Goal of the exercise
Which lines in the records contain the string "range"? Pick them out and copy each one.

[Stored data entries]
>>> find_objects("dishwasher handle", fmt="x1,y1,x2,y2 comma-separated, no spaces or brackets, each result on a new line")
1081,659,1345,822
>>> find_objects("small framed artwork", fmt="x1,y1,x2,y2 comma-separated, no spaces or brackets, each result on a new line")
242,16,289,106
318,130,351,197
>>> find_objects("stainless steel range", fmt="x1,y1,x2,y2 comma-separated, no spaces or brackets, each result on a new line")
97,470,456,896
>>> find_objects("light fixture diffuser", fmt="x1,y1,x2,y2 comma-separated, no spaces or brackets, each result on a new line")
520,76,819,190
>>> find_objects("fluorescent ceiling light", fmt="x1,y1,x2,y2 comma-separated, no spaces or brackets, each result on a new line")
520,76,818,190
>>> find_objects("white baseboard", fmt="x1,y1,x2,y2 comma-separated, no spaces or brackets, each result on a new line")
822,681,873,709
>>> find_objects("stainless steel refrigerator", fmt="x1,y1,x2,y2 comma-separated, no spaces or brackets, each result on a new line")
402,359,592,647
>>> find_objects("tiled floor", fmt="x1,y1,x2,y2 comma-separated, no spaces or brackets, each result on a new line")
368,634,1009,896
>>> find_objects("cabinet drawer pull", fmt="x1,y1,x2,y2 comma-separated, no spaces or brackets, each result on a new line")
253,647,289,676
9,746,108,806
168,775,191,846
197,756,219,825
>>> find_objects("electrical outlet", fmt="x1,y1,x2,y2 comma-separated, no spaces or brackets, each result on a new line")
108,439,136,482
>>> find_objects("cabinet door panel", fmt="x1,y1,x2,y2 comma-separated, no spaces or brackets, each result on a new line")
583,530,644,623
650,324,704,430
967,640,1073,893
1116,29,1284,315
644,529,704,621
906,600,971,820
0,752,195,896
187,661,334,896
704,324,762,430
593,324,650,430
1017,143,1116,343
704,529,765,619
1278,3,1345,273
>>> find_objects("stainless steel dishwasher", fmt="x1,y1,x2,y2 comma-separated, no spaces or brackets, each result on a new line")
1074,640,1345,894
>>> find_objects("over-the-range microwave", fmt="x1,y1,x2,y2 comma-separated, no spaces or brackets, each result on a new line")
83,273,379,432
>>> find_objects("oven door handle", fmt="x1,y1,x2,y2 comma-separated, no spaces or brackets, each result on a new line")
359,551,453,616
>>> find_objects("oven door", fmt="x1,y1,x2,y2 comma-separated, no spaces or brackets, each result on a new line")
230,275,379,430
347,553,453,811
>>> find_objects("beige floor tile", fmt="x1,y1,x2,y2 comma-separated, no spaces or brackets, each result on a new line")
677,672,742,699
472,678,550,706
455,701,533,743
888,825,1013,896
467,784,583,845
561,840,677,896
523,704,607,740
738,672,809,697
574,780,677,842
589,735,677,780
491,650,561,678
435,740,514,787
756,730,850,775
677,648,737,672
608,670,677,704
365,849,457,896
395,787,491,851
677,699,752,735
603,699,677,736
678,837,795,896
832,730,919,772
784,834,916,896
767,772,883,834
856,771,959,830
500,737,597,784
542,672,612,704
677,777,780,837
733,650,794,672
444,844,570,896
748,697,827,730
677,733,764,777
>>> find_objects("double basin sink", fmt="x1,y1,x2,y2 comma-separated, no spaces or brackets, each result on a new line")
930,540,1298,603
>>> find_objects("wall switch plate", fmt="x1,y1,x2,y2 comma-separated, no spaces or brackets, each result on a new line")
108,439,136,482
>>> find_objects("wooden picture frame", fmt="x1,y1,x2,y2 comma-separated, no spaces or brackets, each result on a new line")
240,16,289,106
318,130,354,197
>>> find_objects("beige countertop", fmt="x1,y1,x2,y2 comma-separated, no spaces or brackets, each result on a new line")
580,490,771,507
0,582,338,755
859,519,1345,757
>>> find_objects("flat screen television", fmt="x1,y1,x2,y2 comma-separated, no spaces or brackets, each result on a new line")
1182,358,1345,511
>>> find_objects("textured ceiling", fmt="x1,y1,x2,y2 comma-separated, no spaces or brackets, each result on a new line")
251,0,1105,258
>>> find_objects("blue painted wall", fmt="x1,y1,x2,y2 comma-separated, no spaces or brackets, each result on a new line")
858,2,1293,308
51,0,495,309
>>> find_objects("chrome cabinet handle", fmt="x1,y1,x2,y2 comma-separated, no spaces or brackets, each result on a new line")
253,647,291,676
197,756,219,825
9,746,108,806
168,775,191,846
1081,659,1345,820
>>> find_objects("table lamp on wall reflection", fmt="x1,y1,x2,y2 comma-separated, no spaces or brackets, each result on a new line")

Result for this exercise
>>> find_objects("stainless steel range", fmt="x1,y1,x2,y2 comma-separated, no spaces or brackets, each result on a new line")
>>> find_objects("over-the-range microwave", fmt="x1,y1,x2,y2 comma-separated, no spaces or brackets, each result on a new line")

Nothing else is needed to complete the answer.